── Text section
Characteristic: Broadcast latency scales linearly with subscriber count.

Measurement:

Subscribers Total Latency Per-Subscriber
1 395ns 395ns
10 3.95µs 395ns
100 39.5µs 395ns

Slope: 395ns per subscriber (constant)

Implication: Each subscriber adds fixed cost. 1,000 subscribers = ~400µs total.

Why Linear:

  • Independent message delivery (parallel sends)
  • No synchronization between subscribers
  • Each subscriber has own mailbox

Supervision Overhead

Characteristic: Supervision adds constant overhead per child operation.

Measurement:

Operation Without Supervisor With Supervisor Overhead
Spawn Actor 624ns 1.28µs +656ns (105%)
Restart Actor - 1.28µs -

Overhead Factor: ~2x slower with supervision

Implication: Supervision worthwhile for fault tolerance, but not free.

Why Constant:

  • Fixed supervisor bookkeeping (child registration)
  • One-time restart policy evaluation
  • No scaling with child count (per-child overhead)

Performance Tradeoffs

Tradeoff 1: Type Safety vs. Runtime Flexibility

Type-Safe Approach (AirsSys RT):

// Compiler ensures MyActor implements Handler<MyMessage>
impl Handler<MyMessage> for MyActor { ... }

// Compile-time error if not implemented
actor_ref.send(MyMessage).await?;  // Type-checked!
────
── Input records
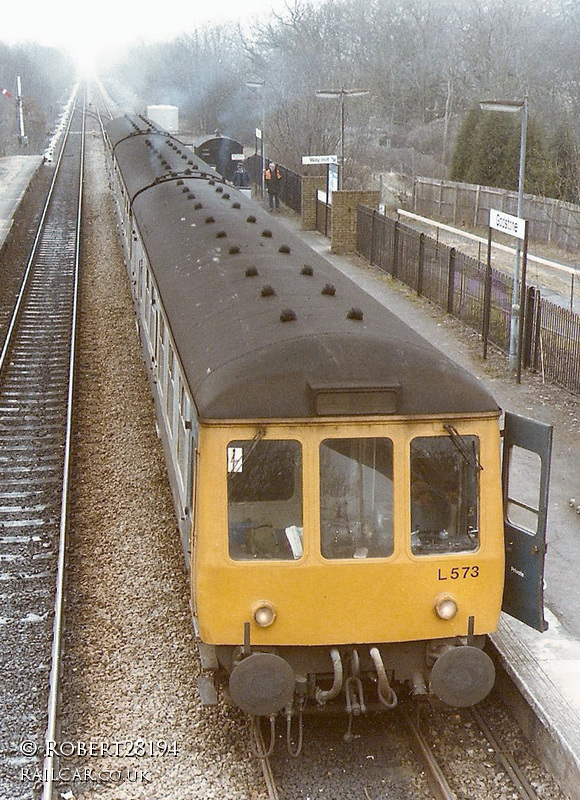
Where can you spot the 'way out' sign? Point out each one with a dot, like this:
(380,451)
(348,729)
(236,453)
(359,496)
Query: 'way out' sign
────
*List of tasks:*
1. In the text on broadcast and supervision performance, how much latency does each added subscriber contribute?
2. Reproduce the records word for word, omitting the picture.

*Answers for the exercise:*
1. Each subscriber adds 395ns.

2.
Where can you spot the 'way out' sign? Point out each one with a dot, like this:
(380,451)
(348,729)
(236,453)
(359,496)
Query: 'way out' sign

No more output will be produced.